[Stored data entries]
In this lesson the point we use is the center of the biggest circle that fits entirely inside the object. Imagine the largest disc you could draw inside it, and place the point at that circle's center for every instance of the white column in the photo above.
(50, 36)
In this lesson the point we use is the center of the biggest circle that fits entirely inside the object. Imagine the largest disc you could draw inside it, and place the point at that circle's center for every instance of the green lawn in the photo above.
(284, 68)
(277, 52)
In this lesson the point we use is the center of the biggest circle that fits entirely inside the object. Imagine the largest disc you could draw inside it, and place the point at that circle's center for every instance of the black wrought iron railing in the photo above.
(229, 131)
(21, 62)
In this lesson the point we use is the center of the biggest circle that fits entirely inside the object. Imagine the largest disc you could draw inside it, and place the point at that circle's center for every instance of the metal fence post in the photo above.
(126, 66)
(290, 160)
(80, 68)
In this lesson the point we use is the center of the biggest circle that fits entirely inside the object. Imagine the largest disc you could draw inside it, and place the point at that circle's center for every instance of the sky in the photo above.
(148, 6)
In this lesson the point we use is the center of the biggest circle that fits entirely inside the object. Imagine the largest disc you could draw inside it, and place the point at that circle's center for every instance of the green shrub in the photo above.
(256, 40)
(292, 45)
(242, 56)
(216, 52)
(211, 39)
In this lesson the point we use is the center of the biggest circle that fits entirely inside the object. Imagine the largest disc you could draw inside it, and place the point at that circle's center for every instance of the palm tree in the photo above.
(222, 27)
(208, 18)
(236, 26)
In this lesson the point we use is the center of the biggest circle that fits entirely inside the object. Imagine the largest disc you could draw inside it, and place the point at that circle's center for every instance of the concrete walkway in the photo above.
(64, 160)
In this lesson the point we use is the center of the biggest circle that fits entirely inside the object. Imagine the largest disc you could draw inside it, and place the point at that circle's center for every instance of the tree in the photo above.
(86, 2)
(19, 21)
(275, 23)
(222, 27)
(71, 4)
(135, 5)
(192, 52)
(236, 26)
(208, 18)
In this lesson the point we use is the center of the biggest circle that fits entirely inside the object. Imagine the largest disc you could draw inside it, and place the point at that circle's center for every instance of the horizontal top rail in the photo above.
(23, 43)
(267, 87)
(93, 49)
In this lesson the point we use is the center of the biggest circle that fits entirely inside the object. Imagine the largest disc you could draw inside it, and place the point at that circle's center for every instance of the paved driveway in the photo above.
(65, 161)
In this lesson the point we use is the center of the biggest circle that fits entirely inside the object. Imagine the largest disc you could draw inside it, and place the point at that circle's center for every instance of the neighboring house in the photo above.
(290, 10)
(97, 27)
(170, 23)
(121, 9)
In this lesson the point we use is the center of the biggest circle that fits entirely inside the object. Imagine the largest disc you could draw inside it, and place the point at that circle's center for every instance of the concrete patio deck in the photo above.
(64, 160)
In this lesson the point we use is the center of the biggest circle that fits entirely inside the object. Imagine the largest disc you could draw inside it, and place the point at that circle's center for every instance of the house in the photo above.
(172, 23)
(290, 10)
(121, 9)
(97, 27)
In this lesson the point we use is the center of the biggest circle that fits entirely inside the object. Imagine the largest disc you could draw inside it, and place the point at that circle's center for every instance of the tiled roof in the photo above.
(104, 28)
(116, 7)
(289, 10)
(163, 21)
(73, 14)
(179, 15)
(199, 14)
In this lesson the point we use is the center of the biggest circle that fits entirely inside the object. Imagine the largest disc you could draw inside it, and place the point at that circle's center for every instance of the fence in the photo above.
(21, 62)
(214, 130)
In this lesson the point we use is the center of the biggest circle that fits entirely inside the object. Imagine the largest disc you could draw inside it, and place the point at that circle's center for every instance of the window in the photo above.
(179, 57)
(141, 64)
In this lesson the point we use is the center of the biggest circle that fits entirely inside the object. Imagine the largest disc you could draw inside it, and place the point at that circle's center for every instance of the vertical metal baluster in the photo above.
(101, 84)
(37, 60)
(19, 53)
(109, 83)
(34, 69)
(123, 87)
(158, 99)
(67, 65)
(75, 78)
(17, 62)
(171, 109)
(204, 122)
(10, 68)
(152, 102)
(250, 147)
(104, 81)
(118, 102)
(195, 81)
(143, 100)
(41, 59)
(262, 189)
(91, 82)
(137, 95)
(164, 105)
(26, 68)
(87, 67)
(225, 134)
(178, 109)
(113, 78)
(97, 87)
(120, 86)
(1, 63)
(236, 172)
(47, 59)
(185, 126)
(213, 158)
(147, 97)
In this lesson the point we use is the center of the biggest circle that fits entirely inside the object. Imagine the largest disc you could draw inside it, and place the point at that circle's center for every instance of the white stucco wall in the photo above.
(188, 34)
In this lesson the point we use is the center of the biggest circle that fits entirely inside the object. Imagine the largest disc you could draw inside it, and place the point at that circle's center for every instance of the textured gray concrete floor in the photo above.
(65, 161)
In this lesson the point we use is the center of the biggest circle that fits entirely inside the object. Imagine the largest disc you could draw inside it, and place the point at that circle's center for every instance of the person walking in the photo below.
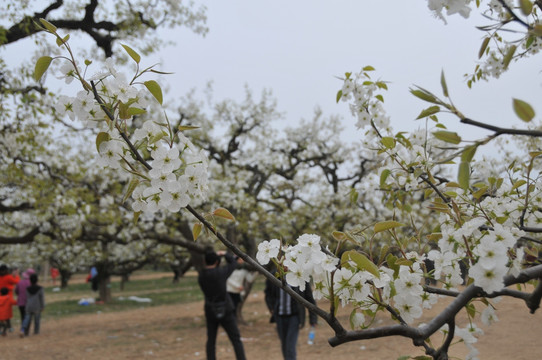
(218, 306)
(9, 280)
(20, 290)
(6, 311)
(289, 315)
(35, 303)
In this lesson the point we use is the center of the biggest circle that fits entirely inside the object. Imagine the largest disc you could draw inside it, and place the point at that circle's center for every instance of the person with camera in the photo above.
(219, 309)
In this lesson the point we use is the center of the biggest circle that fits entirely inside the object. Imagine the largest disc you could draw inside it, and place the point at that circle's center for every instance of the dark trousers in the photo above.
(229, 323)
(288, 329)
(23, 314)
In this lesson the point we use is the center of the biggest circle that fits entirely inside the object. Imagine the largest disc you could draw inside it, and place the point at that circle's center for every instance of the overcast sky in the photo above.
(296, 48)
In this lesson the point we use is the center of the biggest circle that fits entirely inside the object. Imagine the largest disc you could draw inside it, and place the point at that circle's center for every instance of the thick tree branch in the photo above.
(24, 239)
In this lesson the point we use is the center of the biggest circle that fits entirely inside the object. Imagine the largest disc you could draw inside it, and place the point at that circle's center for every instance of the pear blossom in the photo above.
(267, 250)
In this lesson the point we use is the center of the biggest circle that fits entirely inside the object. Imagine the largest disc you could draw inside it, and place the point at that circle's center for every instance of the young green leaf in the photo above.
(155, 90)
(133, 54)
(448, 136)
(443, 84)
(509, 55)
(223, 213)
(41, 66)
(187, 127)
(429, 111)
(388, 142)
(103, 136)
(523, 110)
(196, 230)
(361, 262)
(339, 95)
(61, 41)
(425, 95)
(468, 153)
(483, 48)
(50, 27)
(526, 7)
(463, 177)
(131, 187)
(338, 235)
(386, 225)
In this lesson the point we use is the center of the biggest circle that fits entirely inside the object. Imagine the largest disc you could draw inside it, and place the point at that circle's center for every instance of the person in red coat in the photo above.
(6, 311)
(8, 280)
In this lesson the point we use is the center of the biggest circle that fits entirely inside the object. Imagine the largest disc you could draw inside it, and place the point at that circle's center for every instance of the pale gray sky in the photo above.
(296, 48)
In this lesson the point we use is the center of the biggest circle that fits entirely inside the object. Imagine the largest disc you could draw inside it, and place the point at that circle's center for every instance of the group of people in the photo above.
(30, 299)
(220, 309)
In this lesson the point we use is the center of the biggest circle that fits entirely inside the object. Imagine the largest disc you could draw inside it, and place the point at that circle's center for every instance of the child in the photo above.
(20, 290)
(35, 302)
(8, 280)
(6, 302)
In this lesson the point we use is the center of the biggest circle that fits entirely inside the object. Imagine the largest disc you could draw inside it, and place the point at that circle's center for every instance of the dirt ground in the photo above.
(178, 332)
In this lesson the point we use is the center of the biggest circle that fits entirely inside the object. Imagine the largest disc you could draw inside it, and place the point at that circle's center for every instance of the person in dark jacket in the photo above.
(35, 303)
(218, 306)
(289, 315)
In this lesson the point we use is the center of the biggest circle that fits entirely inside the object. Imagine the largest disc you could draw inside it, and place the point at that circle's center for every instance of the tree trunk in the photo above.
(247, 286)
(123, 280)
(104, 287)
(64, 278)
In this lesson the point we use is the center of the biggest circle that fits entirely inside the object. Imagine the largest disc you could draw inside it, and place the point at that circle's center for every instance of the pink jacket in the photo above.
(20, 290)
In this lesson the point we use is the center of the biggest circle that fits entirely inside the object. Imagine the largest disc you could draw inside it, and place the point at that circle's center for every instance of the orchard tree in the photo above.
(489, 220)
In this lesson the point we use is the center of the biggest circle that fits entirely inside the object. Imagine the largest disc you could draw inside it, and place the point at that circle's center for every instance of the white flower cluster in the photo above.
(461, 7)
(351, 284)
(179, 170)
(366, 104)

- [REQUIRED WORK] Please quote nothing but the lines from the line with "cluster in the photo above." through the end of the data above, exactly as written, ends included.

- [RESPONSE FOR THIS EXERCISE]
In this lesson the point we use is the center of the biggest circle that fits entirely inside the object. Imagine the largest disc you could draw inside it, and place the point at that circle's center for every instance of the white flower cluster in the photo above.
(461, 7)
(351, 284)
(179, 170)
(366, 104)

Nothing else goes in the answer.